Extract start

# Yeah uhh cause



## Sblanck (Sep 13, 2007)

Went to one of the local Halloween stores that usually pops up and the sign on the door on the way in said something along the lines of: No photography or video inside of store. I thought immediately "yeah because most of the really interesting props you sell were stolen from hard working Yard Haunters".


----------



## scareme (Aug 29, 2006)

Us-  Them-:zombie:


----------



## debbie5 (Mar 2, 2007)

That's weird. I wonder why?


----------



## kprimm (Mar 14, 2009)

That's so stupid that they wont let you take pictures. It's free advertising for them. what are they worried about? Do they think we may catch a picture of a zombie and a vampire doing something inappropriate?


----------



## corey872 (Jan 10, 2010)

Or it could be the fact we have enough ingenuity to replicate most of the stuff they sell, from scrap and surplus, for pennies on the dollar compared to what they charge.


----------



## Bone Dancer (Oct 7, 2005)

It's gotten so that I just go to those stores for the day after sales and then just for parts.
Its almost sad for what they charge for some of the lager things


----------



## Otaku (Dec 3, 2004)

Sblanck said:


> I thought immediately "yeah because most of the really interesting props you sell were stolen from hard working Yard Haunters".


It's true, too. I just got back from Target, Halloween City and the like and saw plenty of stuff that has been lifted from these forums. Lots of Haunted Hedge variations for sale (which I invented about 5 years ago) and a blatant theft of Heresjohnny's story-telling Reaper. It's made to sit in a chair and does a 2 minute "reading" of the book it's holding. I keep expecting Fetch's Little Sister prop to show up in the stores, although there is a variation on it that has a rotating head with a skull face. Oh, well...


----------



## Sblanck (Sep 13, 2007)

Yeah how long ago did Steve make those fog mouths for his Terror Syndicate haunt and I think I saw them show up in the stores last year.


----------



## cjbmaaaaaa (Sep 12, 2010)

I always take pictures and I don't care about policy. When people ask what I am doing I truthfully tell them "I am making my shopping list. I take pictures with prices so I can warn my husband that I WILL be buying this soon so make sure I have enough money in the budget." This usually gets a laugh and people leave me alone about it.


----------



## Sblanck (Sep 13, 2007)

Unfortunately as another person on this forum has told you, people from North Texas really get their underwear in a twist. There usually isnt anything in the store that I am like wow I want to build that. But I do see some of the small things that many of us have seen on monsterlist and other sites we share with each other. Truthfully they will never have props as good as we can build.


----------



## randomr8 (Oct 24, 2009)

I went through all the stores this year ( with the exception of Party City and Spirit Halloween) here in town. Target, Walmart, Home Despot had NO animated props. The other two I try to avoid because of the prices. I wonder why no moving props. No sonic skulls anywhere either. Just saying....


----------

Extract end

### Exercise aim
Repeat the Halloween store thread word for word, everything from "## corey872 (Jan" down to "(Oct 7, 2005)". The records that come next have no connection to the thread above.

Supplied information start

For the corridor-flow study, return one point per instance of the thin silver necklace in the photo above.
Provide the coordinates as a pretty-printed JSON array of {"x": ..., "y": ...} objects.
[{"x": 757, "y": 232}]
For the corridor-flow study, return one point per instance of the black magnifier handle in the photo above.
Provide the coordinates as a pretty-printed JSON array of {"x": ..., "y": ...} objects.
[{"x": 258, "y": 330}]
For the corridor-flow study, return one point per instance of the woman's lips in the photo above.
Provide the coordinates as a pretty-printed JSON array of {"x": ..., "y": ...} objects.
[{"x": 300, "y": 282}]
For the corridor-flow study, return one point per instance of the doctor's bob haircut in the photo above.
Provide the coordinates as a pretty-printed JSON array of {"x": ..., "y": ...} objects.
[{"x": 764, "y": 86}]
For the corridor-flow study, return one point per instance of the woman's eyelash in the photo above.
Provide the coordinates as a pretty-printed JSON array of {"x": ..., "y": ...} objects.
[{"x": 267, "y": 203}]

Supplied information end
Supplied information start

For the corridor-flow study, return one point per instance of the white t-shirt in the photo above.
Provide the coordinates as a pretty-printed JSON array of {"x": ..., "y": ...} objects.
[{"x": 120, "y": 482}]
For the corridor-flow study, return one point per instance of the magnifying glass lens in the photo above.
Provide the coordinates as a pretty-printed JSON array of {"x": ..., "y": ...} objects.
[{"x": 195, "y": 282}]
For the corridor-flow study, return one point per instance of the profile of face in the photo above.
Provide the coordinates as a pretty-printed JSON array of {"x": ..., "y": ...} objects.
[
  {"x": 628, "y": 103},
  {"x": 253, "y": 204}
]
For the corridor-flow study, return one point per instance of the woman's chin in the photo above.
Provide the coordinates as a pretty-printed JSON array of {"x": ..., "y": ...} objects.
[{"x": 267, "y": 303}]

Supplied information end
Supplied information start

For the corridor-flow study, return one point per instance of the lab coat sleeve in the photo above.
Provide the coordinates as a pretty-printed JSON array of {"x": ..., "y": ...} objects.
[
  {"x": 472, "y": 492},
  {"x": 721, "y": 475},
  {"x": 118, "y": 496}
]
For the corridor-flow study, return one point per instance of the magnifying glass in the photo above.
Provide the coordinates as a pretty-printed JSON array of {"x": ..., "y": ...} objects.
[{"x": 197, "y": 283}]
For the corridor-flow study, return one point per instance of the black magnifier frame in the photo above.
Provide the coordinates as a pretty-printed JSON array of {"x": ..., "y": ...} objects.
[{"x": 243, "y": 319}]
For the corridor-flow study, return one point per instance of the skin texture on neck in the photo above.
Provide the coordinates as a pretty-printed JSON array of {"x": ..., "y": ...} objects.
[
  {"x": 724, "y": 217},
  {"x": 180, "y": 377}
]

Supplied information end

### Solution
## corey872 (Jan 10, 2010)

Or it could be the fact we have enough ingenuity to replicate most of the stuff they sell, from scrap and surplus, for pennies on the dollar compared to what they charge.


----------



## Bone Dancer (Oct 7, 2005)